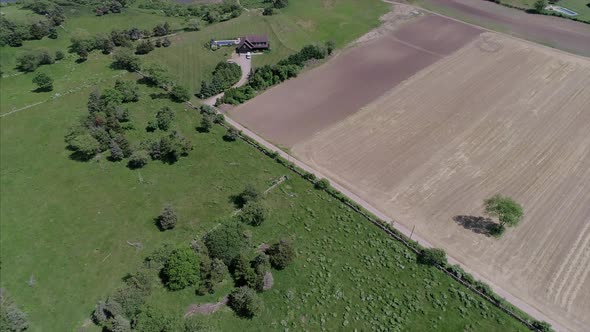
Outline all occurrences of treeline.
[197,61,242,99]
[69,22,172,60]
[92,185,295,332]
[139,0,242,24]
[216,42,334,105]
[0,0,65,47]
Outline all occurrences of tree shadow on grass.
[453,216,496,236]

□ □ □ □ □

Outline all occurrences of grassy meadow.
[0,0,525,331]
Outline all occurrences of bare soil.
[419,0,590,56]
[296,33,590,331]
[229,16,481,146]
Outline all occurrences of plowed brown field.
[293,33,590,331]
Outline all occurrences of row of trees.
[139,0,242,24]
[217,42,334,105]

□ □ □ □ □

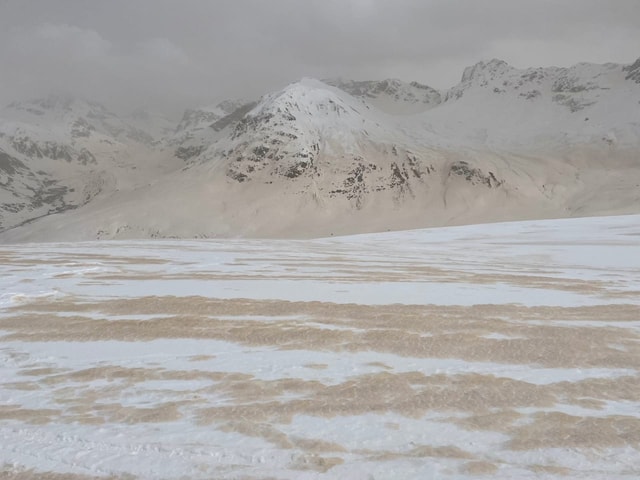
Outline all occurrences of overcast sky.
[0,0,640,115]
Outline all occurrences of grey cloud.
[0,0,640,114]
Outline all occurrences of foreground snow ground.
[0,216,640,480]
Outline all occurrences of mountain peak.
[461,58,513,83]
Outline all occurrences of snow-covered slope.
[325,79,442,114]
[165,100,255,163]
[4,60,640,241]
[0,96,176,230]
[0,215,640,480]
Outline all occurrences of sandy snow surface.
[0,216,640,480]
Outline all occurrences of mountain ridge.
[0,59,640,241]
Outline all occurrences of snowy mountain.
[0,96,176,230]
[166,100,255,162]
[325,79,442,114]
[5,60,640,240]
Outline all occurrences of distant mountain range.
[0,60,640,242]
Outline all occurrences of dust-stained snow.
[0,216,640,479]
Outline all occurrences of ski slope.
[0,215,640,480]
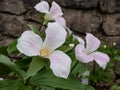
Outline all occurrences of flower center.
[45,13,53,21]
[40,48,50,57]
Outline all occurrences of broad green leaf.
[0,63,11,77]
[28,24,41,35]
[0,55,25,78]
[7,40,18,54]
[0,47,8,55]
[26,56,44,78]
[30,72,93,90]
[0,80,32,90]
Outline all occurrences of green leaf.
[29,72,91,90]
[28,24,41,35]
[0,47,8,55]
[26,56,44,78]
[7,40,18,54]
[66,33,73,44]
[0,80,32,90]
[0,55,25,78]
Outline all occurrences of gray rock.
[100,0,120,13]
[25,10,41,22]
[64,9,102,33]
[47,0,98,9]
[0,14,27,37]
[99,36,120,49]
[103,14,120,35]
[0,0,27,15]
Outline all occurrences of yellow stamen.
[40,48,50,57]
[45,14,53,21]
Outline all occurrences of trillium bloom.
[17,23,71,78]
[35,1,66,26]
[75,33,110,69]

□ □ □ □ □

Problem description
Can you rewrite the records from the line with "Outline all occurrences of treeline." up to and including the line with "[453,216,496,236]", requests included, offsetting every bounding-box coordinate by -68?

Solution to the exercise
Outline all occurrences of treeline.
[129,-7,174,31]
[1,-46,104,-8]
[24,117,227,264]
[71,-68,174,-44]
[148,-26,266,37]
[-68,-68,-3,-21]
Outline all occurrences of tree shadow on grass.
[385,148,428,168]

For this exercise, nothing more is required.